[Records from a collection]
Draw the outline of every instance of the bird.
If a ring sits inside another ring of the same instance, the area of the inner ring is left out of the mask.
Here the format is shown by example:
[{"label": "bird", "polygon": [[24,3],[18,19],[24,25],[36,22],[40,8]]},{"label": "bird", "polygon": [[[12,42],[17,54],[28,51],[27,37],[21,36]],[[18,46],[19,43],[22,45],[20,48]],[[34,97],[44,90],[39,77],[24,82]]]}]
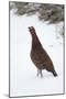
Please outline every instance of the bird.
[{"label": "bird", "polygon": [[32,36],[32,46],[31,46],[31,61],[37,68],[37,76],[41,75],[43,77],[42,70],[46,69],[47,72],[51,72],[54,77],[57,76],[57,73],[54,68],[53,62],[51,57],[48,56],[47,52],[43,48],[38,36],[36,35],[36,31],[34,26],[29,26],[29,32]]}]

■ **EXERCISE TASK**
Format the lines above as a Markdown table with the columns "Row" and "Line," numbering each row and skipping any blank lines. Omit the pictures from the table.

■ **RESPONSE TO THIS TASK**
| Row | Line |
|---|---|
| 1 | Draw the outline of every instance of the bird. |
| 2 | If a ring sits inside another ring of the same instance, the area of the inner ring is left out of the mask. |
| 3 | Here the format is shown by example: |
| 4 | [{"label": "bird", "polygon": [[24,3],[18,19],[24,25],[36,22],[40,8]]},{"label": "bird", "polygon": [[[12,42],[17,54],[28,51],[27,37],[21,36]],[[18,46],[19,43],[22,45],[20,48]],[[34,97],[44,90],[39,77],[24,82]]]}] |
| 5 | Please outline every instance of the bird. |
| 6 | [{"label": "bird", "polygon": [[32,36],[32,46],[31,46],[31,61],[37,68],[37,76],[41,75],[43,77],[42,70],[46,69],[47,72],[51,72],[54,77],[57,76],[57,73],[54,68],[53,62],[51,57],[48,56],[47,52],[43,48],[38,36],[36,35],[36,31],[34,26],[29,26],[29,32]]}] |